EXERCISE INPUT Start Marker

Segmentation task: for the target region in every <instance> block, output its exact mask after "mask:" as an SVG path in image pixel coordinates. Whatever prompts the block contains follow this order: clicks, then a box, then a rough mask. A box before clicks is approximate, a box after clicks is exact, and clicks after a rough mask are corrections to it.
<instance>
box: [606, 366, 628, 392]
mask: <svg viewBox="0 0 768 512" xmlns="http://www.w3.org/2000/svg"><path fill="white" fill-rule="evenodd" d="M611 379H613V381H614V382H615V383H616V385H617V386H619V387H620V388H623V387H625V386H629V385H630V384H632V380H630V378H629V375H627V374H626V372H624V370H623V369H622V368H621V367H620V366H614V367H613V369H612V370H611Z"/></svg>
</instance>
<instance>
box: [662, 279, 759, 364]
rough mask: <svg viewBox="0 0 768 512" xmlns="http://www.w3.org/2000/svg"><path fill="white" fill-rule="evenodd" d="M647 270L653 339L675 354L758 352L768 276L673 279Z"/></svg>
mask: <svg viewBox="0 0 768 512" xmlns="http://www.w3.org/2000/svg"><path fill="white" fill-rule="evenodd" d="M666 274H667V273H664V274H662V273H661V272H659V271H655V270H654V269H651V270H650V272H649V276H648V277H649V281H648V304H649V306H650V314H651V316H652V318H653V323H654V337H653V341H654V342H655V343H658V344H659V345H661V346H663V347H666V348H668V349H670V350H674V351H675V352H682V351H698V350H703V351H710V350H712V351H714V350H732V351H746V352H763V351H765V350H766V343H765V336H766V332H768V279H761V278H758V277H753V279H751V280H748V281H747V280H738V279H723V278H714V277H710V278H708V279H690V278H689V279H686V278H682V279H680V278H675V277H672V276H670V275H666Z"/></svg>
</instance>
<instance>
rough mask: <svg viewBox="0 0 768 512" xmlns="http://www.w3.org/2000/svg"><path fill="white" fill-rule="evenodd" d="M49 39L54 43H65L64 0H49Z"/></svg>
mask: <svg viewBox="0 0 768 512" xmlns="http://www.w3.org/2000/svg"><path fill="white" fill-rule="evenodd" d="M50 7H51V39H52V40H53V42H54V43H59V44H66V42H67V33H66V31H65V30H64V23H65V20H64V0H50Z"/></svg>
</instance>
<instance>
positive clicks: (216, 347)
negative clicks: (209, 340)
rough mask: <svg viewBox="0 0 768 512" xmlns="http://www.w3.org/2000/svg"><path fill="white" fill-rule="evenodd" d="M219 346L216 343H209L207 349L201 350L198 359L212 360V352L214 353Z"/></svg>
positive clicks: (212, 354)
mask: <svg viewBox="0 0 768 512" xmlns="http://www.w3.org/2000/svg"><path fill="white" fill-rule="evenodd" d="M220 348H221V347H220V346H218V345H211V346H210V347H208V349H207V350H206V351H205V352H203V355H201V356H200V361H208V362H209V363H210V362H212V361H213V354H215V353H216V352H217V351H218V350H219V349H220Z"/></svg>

EXERCISE INPUT End Marker

**TASK STATEMENT**
Every line above needs to be retyped exactly.

**ANSWER TO THIS EXERCISE**
Segmentation task: for the target region in every <instance> block, output its exact mask after "mask:" as an SVG path in image pixel coordinates. Whatever prompts the block contains follow this order: clicks, then a box, then a rough mask. A box before clicks is approximate, a box after clicks is exact, and clicks after a rough mask are corrections to it.
<instance>
box: [606, 366, 628, 392]
mask: <svg viewBox="0 0 768 512" xmlns="http://www.w3.org/2000/svg"><path fill="white" fill-rule="evenodd" d="M611 379H613V381H614V382H615V383H616V385H617V386H619V387H620V388H623V387H625V386H629V385H630V384H632V380H630V378H629V375H627V374H626V372H624V370H623V369H622V368H621V367H620V366H614V367H613V369H612V370H611Z"/></svg>
</instance>
<instance>
box: [662, 279, 759, 364]
rough mask: <svg viewBox="0 0 768 512" xmlns="http://www.w3.org/2000/svg"><path fill="white" fill-rule="evenodd" d="M647 270L653 339L675 354L758 352L768 276L673 279Z"/></svg>
mask: <svg viewBox="0 0 768 512" xmlns="http://www.w3.org/2000/svg"><path fill="white" fill-rule="evenodd" d="M666 274H667V273H664V274H662V273H661V272H659V271H655V270H654V269H651V270H650V272H649V276H648V277H649V281H648V304H649V306H650V314H651V316H652V318H653V323H654V337H653V341H654V342H655V343H658V344H659V345H661V346H663V347H666V348H668V349H670V350H674V351H675V352H682V351H698V350H703V351H710V350H712V351H714V350H732V351H746V352H763V351H765V350H766V343H765V336H766V332H768V279H761V278H758V277H753V279H751V280H748V281H747V280H738V279H723V278H714V277H710V278H708V279H690V278H689V279H686V278H682V279H680V278H675V277H672V276H670V275H666Z"/></svg>
</instance>
<instance>
rough mask: <svg viewBox="0 0 768 512" xmlns="http://www.w3.org/2000/svg"><path fill="white" fill-rule="evenodd" d="M49 39L54 43H65L64 0H49Z"/></svg>
mask: <svg viewBox="0 0 768 512" xmlns="http://www.w3.org/2000/svg"><path fill="white" fill-rule="evenodd" d="M50 7H51V39H52V40H53V42H54V43H59V44H66V42H67V33H66V31H65V30H64V23H65V20H64V0H50Z"/></svg>
</instance>
<instance>
positive clicks: (216, 347)
negative clicks: (209, 340)
rough mask: <svg viewBox="0 0 768 512" xmlns="http://www.w3.org/2000/svg"><path fill="white" fill-rule="evenodd" d="M219 346L216 343H209L207 349L201 350L198 359L212 360V352L214 353Z"/></svg>
positive clicks: (212, 354)
mask: <svg viewBox="0 0 768 512" xmlns="http://www.w3.org/2000/svg"><path fill="white" fill-rule="evenodd" d="M220 348H221V347H220V346H218V345H211V346H210V347H208V349H207V350H206V351H205V352H203V355H201V356H200V361H208V362H209V363H210V362H212V361H213V354H215V353H216V352H217V351H218V350H219V349H220Z"/></svg>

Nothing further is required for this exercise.